**What is being asked:**
Extract every line of the material below that contains the word "thick", matching case exactly.

**Data for this exercise:**
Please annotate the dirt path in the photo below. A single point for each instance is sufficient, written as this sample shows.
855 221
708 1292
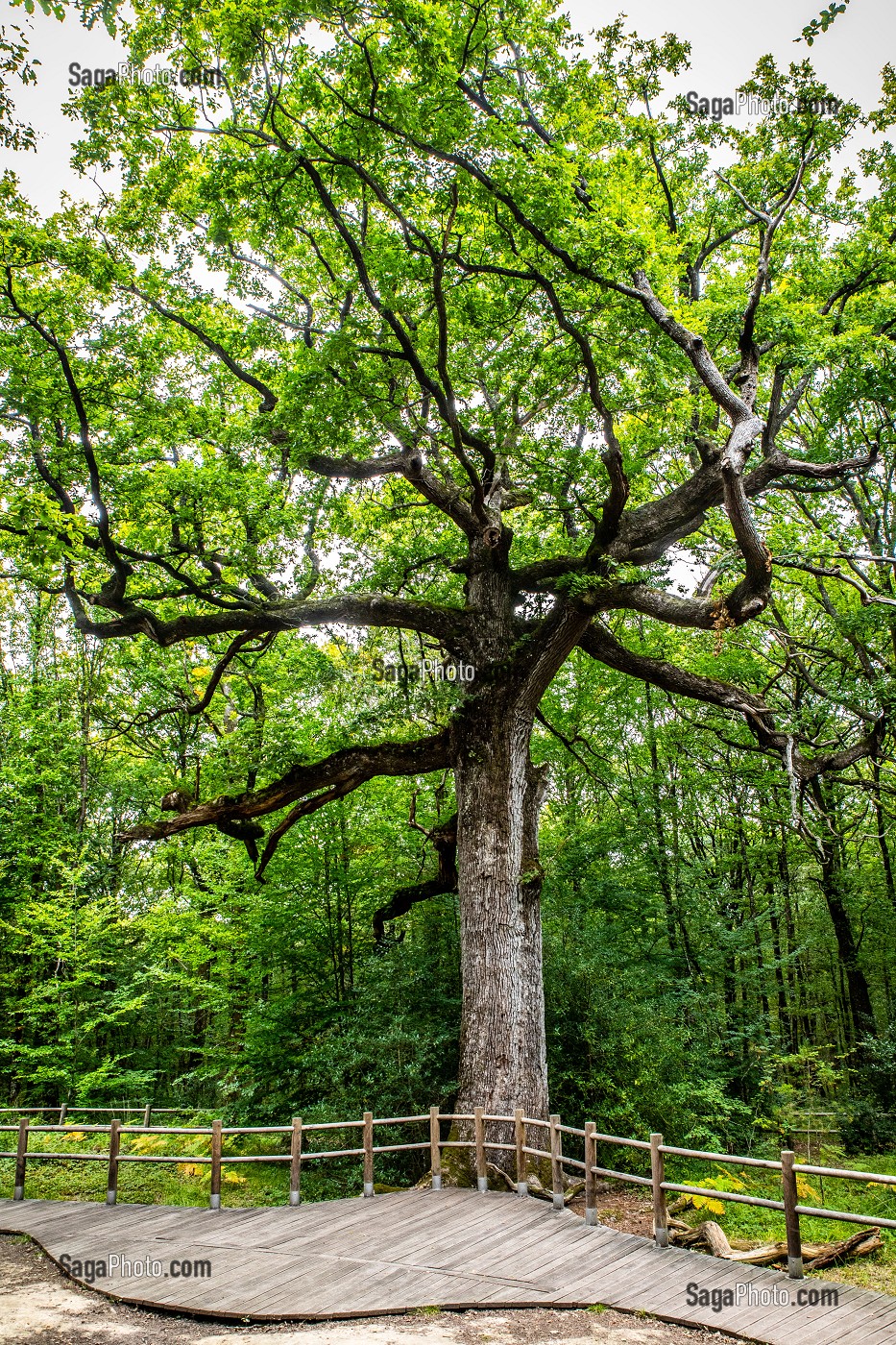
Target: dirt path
40 1307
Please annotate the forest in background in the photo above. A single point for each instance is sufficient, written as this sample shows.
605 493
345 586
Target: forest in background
704 961
718 927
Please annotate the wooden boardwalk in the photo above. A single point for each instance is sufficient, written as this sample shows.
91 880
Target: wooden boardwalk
452 1248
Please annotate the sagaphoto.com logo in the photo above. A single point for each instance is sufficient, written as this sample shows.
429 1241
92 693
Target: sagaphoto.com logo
117 1266
750 105
125 73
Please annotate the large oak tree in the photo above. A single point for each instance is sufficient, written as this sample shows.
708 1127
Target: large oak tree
424 322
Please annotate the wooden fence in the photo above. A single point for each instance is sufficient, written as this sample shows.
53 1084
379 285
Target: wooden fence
476 1123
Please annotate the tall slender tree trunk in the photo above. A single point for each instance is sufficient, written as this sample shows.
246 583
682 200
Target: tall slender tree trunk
502 1048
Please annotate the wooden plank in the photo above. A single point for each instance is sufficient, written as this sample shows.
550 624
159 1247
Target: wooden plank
449 1247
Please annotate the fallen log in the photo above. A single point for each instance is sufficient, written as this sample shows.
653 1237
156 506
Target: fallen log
860 1244
815 1255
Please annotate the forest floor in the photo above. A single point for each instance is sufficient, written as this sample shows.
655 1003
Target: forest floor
40 1307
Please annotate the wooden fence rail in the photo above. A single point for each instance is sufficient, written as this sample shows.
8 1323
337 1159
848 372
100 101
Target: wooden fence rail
476 1123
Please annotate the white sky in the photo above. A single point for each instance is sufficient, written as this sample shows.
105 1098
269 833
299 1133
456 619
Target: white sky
725 37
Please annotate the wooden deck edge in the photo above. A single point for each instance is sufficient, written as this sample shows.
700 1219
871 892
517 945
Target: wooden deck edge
459 1307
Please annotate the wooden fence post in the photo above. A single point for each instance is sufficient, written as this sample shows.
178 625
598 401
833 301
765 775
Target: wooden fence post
520 1139
556 1166
479 1132
214 1190
791 1217
658 1176
435 1152
114 1143
591 1159
368 1153
17 1189
295 1162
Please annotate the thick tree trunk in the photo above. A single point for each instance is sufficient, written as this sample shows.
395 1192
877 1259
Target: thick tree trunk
502 1045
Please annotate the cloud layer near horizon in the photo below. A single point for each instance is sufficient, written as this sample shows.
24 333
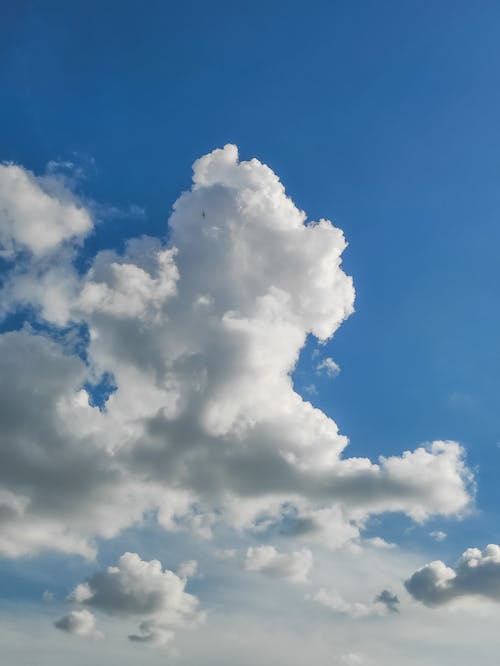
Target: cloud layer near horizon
199 336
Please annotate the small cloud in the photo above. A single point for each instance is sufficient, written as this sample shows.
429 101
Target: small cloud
378 542
267 560
438 535
329 367
351 659
389 599
226 553
78 623
187 569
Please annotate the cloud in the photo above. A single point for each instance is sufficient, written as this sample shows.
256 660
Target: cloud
477 573
79 623
329 367
389 599
199 336
438 535
140 588
351 659
37 214
294 567
384 603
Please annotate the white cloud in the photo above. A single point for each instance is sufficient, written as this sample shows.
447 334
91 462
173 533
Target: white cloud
329 367
200 338
294 566
477 573
385 602
351 659
37 214
438 535
79 623
143 589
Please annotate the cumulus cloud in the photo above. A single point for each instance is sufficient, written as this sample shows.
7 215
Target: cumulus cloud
37 214
477 573
329 367
143 589
200 337
294 566
79 623
438 535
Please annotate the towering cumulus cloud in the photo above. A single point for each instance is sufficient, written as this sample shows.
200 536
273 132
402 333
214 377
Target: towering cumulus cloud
198 336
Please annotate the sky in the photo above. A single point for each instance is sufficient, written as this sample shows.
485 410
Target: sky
249 333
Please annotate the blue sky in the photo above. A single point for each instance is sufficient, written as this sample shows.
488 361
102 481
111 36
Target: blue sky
382 117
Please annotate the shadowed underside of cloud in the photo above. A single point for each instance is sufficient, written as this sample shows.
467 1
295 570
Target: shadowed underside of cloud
139 589
200 338
477 573
384 603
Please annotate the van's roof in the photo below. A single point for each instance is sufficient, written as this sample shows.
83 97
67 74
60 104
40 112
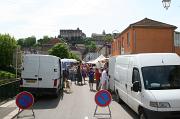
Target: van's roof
156 59
39 55
69 60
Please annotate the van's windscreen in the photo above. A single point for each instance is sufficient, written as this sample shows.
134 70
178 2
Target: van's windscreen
161 77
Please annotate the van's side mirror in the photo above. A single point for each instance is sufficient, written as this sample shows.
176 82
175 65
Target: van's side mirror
136 86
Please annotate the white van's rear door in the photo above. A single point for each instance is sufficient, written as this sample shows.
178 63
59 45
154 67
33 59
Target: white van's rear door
46 72
30 71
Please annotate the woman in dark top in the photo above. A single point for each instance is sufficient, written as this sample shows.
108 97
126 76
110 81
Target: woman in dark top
79 76
91 78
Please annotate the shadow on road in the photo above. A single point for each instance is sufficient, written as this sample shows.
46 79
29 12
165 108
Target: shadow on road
47 101
126 108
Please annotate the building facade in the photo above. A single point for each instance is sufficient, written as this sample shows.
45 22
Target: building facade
72 36
145 36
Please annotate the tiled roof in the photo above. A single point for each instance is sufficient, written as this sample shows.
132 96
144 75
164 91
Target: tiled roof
151 23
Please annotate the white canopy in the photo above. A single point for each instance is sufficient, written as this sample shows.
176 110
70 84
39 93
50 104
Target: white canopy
98 62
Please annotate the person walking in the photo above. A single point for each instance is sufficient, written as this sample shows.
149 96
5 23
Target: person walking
84 74
104 80
97 76
79 76
91 78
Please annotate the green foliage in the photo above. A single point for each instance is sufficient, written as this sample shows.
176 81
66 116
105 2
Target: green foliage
59 50
73 56
21 42
90 45
6 75
44 40
108 38
27 42
7 47
30 41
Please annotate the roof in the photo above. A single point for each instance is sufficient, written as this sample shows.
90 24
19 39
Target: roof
149 23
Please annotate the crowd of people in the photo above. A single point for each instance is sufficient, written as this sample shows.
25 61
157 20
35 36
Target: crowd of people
80 72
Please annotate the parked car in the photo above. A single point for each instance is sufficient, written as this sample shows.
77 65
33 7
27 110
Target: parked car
41 74
149 84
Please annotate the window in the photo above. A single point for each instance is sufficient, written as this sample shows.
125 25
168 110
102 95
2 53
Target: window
128 39
122 43
136 76
161 77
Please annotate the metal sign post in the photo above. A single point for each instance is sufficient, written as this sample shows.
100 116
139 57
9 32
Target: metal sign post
103 99
25 100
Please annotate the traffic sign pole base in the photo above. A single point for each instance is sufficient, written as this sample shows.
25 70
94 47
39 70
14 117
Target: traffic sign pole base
95 112
33 114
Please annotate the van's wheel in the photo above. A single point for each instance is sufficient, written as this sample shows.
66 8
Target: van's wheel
142 115
117 97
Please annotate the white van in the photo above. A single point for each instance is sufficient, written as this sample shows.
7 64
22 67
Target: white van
149 84
111 68
41 74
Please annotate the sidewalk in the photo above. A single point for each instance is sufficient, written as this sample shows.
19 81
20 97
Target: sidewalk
8 110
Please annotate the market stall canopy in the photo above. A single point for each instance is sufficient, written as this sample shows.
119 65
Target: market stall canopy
98 61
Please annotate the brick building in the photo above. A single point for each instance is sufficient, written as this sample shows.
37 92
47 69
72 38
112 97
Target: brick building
72 36
145 36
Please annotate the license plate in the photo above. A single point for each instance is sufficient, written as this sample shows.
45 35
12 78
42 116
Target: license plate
30 81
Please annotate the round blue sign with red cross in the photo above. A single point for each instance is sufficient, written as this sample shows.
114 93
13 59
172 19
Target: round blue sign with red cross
24 100
103 98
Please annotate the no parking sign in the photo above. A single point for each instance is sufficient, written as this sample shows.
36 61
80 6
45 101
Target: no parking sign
25 100
103 98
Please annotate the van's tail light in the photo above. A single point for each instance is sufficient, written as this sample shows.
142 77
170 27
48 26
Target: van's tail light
55 82
21 81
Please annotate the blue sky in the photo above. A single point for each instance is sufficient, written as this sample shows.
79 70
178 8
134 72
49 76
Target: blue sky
23 18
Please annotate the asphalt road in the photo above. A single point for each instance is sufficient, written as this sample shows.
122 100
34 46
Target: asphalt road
79 104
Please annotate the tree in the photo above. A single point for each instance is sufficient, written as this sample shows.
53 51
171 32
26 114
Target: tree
44 40
108 38
30 41
7 47
59 50
73 56
21 42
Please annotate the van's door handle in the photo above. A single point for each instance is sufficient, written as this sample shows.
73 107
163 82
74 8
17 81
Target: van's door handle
39 79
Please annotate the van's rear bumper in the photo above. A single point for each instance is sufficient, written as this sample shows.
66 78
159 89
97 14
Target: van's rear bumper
161 115
42 91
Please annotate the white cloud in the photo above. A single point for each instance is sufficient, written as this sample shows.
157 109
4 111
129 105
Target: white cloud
23 18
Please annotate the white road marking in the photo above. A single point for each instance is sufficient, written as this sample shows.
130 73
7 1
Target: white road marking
86 117
12 114
8 103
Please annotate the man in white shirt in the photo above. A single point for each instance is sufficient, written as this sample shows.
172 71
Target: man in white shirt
104 79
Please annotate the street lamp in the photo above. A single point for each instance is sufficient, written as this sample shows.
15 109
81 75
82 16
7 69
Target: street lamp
166 4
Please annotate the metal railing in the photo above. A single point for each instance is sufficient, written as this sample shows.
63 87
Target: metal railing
9 90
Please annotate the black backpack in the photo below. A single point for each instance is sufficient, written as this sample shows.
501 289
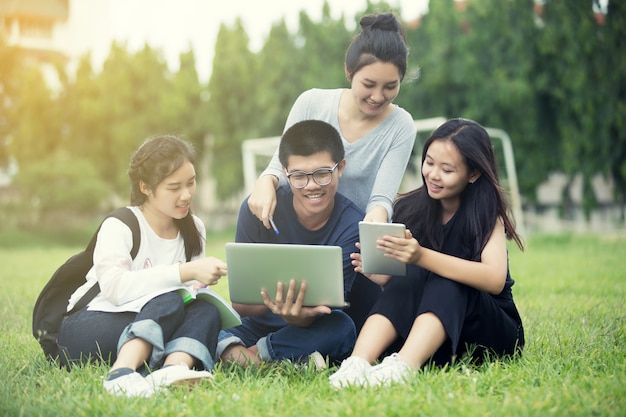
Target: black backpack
51 305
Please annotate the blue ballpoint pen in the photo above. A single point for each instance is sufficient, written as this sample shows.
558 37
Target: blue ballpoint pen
273 225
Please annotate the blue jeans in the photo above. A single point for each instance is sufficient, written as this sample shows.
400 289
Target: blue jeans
165 322
332 335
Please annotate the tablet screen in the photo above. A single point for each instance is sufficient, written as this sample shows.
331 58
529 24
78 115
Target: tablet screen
373 260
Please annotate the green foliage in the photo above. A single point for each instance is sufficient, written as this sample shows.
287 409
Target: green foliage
59 183
569 290
232 110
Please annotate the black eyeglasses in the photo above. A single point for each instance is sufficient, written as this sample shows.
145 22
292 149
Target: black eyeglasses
321 176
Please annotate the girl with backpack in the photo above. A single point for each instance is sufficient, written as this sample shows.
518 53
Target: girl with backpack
139 321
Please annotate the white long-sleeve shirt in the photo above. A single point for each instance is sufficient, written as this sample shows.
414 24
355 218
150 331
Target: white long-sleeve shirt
127 284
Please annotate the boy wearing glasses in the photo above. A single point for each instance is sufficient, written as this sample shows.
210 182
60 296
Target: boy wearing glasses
308 211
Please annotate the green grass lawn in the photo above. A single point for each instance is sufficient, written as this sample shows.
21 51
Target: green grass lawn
570 291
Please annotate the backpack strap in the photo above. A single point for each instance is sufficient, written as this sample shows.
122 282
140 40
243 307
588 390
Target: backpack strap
128 217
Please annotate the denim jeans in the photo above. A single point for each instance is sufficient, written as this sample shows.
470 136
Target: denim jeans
332 335
165 322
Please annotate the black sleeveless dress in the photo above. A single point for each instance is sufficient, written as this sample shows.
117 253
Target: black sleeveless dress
476 322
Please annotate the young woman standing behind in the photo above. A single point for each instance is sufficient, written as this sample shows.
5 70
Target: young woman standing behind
138 318
456 298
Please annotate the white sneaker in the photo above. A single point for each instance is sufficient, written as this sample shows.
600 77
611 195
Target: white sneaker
318 361
176 374
352 372
130 385
391 370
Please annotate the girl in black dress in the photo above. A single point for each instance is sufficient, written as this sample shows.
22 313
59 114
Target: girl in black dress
456 298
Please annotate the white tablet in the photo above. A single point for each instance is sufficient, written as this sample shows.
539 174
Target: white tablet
374 260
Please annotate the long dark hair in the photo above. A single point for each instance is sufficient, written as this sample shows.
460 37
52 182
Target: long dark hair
482 202
381 39
155 160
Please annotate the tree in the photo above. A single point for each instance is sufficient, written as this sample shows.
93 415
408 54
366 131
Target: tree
232 108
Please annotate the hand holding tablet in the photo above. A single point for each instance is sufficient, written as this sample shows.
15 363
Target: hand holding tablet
374 260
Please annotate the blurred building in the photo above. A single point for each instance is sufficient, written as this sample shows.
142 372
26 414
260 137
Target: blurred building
41 29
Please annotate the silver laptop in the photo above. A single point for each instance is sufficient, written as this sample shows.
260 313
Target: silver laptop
256 266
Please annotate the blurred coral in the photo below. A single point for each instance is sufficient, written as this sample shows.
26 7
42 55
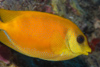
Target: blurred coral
5 54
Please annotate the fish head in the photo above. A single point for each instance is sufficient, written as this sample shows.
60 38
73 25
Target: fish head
77 42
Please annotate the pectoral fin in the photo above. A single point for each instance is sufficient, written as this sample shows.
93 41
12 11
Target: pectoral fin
57 43
5 38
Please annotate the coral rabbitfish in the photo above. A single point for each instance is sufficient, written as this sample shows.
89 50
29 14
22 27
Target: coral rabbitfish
42 35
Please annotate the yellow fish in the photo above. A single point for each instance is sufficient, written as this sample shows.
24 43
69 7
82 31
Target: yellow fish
42 35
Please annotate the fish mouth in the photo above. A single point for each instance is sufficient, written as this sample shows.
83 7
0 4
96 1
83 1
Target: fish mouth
87 52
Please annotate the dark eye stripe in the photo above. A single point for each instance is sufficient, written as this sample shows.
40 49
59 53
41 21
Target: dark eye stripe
80 39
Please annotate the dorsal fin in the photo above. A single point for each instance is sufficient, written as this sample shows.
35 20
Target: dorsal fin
7 15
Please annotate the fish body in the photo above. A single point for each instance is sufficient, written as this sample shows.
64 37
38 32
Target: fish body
41 35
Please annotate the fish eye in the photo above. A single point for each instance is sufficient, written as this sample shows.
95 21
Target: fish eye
80 39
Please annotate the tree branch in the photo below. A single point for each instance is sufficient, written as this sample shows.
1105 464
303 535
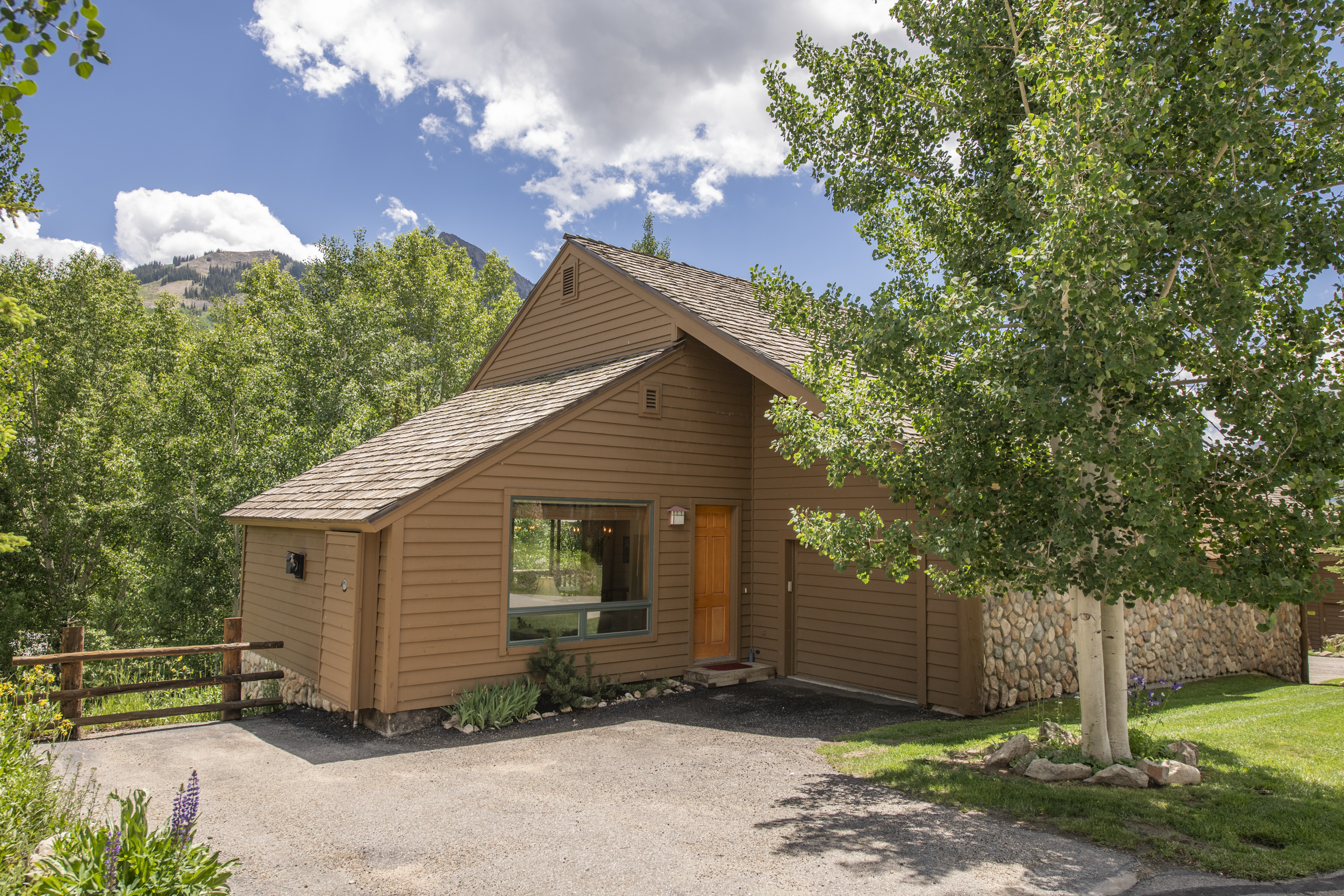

**Task solution:**
Please annotate the thick tree trunk in the photo above. A single point for each instance is sufficient, written as this sample shows.
Target: thick tree trunk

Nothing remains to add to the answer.